_EXERCISE DIRECTIONS_
For each line below that contains the word "blue", return that line.

_MATERIAL FOR THIS TASK_
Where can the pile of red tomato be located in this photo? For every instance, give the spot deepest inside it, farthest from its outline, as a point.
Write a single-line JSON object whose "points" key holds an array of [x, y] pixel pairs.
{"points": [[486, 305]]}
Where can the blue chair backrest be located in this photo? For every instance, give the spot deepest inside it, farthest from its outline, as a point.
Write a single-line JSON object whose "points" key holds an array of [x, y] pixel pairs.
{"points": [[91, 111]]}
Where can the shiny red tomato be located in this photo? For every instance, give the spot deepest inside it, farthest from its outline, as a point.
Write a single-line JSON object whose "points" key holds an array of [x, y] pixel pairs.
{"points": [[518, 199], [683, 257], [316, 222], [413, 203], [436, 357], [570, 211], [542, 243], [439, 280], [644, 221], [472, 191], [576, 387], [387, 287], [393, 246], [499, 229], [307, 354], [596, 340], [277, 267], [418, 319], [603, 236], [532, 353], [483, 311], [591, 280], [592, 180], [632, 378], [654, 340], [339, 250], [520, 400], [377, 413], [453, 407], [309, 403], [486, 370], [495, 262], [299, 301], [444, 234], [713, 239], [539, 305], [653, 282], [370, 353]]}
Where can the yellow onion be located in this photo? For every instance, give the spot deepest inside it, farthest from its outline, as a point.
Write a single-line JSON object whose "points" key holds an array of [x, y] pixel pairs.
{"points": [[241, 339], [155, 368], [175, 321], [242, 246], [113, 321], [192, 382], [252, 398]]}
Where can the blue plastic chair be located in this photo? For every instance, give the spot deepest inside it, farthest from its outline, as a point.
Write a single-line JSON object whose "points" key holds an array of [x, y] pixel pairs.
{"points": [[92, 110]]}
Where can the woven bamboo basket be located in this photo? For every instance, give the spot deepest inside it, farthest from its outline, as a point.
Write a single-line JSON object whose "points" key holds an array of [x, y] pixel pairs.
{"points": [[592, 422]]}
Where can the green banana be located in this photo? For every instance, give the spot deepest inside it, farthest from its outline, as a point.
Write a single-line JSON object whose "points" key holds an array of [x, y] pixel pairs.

_TASK OUTPUT_
Where can the blue chair backrest be located in this photo? For every instance, give the spot deepest inside it, farthest from its outline, as a point.
Where can the blue plastic chair be located in this photo? For every instance, give the spot deepest inside it, farthest from its outline, as a point.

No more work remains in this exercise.